== Given instruction ==
Copy out every line from the one with "target | orange soup" up to and including the one with "x=292, y=360". Scale each answer coordinate listed under "points" by 1.4, round it to a whole number with halves rounded up, and leave the "sample" coordinates unchanged.

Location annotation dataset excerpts
┄┄┄┄┄┄┄┄┄┄

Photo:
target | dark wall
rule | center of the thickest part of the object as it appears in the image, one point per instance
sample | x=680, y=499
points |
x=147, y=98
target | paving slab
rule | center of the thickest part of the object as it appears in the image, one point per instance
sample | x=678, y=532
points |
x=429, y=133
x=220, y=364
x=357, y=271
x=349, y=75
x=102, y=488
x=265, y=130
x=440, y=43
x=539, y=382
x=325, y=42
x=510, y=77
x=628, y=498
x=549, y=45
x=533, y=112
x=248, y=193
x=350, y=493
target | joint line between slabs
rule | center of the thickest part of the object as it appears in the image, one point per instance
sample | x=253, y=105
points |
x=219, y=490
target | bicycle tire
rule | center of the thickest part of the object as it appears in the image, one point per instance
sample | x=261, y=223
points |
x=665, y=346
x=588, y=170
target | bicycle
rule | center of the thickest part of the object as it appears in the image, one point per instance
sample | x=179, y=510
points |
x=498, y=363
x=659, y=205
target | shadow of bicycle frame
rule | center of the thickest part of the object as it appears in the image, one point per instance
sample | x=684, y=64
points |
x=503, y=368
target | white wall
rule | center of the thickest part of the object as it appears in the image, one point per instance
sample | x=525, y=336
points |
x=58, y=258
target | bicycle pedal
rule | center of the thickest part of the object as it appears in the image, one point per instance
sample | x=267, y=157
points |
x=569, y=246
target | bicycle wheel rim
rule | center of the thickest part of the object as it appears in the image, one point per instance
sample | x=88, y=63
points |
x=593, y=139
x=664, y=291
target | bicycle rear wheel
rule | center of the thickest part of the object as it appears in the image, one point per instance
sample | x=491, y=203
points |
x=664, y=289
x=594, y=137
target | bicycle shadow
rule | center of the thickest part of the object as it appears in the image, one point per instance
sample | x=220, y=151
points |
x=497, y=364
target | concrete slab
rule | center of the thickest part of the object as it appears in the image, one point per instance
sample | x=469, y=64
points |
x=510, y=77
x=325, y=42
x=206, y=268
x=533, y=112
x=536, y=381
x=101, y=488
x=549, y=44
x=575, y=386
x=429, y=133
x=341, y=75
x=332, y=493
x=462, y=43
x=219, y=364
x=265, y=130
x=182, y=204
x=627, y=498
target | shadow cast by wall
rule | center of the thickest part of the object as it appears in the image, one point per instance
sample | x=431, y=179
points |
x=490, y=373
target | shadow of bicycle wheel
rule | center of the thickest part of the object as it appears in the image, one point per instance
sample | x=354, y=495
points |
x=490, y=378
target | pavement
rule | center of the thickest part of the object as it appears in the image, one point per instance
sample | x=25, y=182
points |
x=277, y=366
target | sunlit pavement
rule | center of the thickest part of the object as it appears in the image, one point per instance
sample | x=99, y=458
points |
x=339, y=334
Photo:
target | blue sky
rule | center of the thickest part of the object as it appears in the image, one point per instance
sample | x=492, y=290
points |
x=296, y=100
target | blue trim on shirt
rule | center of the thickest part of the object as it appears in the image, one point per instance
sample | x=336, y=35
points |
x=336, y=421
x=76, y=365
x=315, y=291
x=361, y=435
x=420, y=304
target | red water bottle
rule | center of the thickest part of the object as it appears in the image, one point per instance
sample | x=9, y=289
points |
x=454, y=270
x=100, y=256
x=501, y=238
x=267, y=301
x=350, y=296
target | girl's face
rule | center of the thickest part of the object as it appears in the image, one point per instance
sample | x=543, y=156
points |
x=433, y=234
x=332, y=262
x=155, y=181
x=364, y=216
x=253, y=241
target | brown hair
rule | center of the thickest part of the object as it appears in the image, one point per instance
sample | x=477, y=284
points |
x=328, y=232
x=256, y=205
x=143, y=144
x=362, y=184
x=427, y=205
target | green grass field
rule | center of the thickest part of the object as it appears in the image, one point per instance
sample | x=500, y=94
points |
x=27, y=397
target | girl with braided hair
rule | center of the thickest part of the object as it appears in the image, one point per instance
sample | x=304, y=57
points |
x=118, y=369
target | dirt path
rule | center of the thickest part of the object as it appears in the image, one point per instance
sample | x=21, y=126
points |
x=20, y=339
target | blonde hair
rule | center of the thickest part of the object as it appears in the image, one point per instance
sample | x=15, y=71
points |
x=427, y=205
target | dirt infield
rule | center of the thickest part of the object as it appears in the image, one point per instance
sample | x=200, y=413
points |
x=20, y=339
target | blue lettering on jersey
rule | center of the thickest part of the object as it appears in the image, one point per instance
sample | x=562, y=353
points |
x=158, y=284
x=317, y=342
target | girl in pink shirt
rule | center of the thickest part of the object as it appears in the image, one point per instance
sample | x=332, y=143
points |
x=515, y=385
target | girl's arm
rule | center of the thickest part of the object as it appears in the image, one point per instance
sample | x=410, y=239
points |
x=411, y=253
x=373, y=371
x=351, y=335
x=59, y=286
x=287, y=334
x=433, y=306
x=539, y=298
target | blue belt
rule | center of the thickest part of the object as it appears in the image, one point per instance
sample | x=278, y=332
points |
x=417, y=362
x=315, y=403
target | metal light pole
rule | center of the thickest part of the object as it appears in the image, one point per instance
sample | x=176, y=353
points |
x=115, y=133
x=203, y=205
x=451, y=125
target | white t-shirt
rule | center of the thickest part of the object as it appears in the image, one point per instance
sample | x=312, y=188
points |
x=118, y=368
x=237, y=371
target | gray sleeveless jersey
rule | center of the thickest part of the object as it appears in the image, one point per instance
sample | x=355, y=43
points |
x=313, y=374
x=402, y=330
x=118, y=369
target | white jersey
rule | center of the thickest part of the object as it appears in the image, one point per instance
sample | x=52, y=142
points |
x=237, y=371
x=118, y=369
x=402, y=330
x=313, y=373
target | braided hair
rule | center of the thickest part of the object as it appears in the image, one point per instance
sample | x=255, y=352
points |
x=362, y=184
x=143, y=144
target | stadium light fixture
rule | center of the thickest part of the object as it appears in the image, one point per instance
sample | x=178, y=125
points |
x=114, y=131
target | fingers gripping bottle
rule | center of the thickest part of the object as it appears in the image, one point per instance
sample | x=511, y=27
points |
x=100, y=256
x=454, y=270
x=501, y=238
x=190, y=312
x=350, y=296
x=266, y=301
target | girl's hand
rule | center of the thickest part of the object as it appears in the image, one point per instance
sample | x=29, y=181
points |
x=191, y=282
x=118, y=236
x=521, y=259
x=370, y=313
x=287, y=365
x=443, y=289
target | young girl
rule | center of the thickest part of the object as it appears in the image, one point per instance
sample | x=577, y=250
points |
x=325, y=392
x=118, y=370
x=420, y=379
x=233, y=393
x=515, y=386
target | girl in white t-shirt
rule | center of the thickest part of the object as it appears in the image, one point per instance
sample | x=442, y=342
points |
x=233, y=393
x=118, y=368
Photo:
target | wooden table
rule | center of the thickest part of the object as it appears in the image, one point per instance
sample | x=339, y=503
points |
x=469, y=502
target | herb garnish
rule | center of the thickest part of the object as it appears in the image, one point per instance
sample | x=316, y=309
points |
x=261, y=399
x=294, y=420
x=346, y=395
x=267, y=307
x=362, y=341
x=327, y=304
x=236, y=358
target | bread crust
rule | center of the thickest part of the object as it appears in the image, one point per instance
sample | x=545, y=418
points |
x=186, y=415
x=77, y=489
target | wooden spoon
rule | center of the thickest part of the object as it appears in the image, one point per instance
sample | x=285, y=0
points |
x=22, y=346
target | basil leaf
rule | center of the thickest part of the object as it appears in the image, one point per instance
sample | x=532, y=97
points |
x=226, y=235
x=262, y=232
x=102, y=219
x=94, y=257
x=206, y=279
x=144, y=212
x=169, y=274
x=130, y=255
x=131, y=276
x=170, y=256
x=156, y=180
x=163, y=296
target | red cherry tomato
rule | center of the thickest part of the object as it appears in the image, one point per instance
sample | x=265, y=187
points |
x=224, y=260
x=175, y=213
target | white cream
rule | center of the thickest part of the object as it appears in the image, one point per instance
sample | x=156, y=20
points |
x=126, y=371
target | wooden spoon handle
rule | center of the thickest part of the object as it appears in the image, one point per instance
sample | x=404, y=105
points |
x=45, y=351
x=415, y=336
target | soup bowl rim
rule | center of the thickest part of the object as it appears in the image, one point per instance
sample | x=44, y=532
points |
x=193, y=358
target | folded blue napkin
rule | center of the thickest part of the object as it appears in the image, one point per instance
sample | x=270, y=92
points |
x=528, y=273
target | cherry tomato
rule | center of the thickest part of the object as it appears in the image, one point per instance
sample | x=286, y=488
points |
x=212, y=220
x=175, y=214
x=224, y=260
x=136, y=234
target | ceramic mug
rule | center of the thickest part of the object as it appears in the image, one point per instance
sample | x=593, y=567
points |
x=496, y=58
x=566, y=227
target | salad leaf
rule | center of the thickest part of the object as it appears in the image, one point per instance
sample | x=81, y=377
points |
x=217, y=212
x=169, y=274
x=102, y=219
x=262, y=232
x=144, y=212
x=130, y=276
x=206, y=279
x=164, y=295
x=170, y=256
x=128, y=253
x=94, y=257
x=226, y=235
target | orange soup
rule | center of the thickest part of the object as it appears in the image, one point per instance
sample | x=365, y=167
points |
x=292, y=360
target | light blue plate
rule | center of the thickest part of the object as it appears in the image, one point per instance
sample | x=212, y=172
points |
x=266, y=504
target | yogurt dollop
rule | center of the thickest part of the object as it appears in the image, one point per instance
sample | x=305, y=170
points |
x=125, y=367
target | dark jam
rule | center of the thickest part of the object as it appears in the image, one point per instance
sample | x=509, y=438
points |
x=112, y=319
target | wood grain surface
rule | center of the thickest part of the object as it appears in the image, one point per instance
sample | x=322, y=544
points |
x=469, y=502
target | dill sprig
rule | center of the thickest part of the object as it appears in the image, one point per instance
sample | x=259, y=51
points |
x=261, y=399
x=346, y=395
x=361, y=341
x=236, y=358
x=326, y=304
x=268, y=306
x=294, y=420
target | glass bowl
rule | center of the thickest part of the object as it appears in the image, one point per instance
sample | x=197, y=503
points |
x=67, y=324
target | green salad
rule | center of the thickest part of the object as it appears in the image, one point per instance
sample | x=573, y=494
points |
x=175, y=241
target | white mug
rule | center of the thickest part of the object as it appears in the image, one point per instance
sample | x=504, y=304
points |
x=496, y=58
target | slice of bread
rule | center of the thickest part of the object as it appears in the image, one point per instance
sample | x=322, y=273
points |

┄┄┄┄┄┄┄┄┄┄

== Exercise output ==
target | orange soup
rule | center of the thickest part of the object as it appears in the image, one point per instance
sample | x=365, y=167
points |
x=409, y=504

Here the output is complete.